→ **TASK INSTRUCTIONS**: Give the number of lines in the data below where the string "query" occurs, and nothing else.

### MATERIAL FOR THIS TASK

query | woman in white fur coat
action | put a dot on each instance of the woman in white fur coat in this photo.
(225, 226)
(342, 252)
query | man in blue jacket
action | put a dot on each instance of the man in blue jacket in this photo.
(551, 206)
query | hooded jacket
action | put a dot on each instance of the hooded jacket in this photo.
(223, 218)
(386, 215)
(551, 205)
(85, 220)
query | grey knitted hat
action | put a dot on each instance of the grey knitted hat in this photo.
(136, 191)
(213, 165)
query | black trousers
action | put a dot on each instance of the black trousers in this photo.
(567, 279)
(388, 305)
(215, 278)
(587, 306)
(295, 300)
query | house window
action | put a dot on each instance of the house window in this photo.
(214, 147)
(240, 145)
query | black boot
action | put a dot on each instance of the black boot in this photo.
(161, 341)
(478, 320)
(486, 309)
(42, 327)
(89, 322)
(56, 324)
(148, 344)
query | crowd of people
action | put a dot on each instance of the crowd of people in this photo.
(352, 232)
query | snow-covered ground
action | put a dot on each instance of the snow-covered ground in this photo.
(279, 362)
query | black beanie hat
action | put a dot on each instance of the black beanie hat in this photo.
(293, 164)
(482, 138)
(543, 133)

######

→ **OUTPUT BELOW**: 10